In my previous article, I wrote about different types of acquirers for tech companies. This time, I want to talk about the actual sale process, from receiving initial interest, going through due-diligence and closing.

Should You Hire A Broker

An M&A broker is an individual or firm that provides advisory, sale-prep and access to potential acquirers. You can think of them as realtors for companies. Similarly to realtors, they take a percentage of the transaction – typically between 3.5%-5% though the range is wider than that.

One of the first important decisions you should make as you start considering a sale, is whether to engage a sell-side broker to help you navigate the process. Like any professional services, the quality and scope of the service can differ significantly.

In my case, I already had an existing relationship with our eventual broker, Discretion Capital, through a previous investment in our company. Before deciding on the engagement, I took a call with each member of the team to get a sense for the value they bring and how compatible we are personality wise.

Here’s a range of the services our broker performed for us –

  • Providing advisory on our go-to-market strategy and timing.
  • Helping us prepare the sale prospectus, known as a CIM, a massive marketing document that covers all the details prospective buyers would need to make an offer. This included preparing financial models and accounting statements, and crafting the narrative around the value of the company.

DATA>

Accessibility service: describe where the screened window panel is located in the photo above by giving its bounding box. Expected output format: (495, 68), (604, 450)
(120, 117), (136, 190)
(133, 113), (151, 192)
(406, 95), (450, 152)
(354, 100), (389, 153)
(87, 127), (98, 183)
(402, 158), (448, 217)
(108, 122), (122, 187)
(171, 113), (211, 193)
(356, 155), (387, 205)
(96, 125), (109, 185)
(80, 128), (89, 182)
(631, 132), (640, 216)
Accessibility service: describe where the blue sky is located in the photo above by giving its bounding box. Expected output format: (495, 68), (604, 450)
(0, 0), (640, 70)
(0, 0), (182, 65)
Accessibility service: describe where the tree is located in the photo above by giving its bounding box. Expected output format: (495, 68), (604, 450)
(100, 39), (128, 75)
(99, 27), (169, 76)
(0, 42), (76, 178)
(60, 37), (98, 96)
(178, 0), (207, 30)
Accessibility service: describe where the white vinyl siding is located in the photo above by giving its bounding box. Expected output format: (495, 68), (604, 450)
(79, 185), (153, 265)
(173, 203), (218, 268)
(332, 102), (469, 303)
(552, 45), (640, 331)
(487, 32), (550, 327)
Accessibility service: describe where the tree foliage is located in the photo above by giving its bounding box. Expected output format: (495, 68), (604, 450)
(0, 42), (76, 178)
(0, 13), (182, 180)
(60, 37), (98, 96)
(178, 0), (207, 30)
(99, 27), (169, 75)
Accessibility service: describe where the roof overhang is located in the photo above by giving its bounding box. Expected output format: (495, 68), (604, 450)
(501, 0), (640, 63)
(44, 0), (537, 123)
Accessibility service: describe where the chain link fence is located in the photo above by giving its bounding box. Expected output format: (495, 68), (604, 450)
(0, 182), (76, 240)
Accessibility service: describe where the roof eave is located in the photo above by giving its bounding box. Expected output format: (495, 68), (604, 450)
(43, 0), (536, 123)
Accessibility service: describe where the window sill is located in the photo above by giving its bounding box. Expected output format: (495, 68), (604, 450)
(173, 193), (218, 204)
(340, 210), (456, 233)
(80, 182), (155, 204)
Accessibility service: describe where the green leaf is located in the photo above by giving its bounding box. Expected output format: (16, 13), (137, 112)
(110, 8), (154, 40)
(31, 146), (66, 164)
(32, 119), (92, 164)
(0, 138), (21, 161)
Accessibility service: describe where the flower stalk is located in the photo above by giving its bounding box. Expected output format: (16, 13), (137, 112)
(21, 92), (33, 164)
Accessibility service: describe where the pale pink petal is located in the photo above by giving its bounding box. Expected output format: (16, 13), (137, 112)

WHAT YOU ARE ASKED TO DO>
Quote the passage about selling a tech company from "In my case, I" up to and including "strategy and timing.".

THE RESPONSE>
In my case, I already had an existing relationship with our eventual broker, Discretion Capital, through a previous investment in our company. Before deciding on the engagement, I took a call with each member of the team to get a sense for the value they bring and how compatible we are personality wise.

Here’s a range of the services our broker performed for us –

  • Providing advisory on our go-to-market strategy and timing.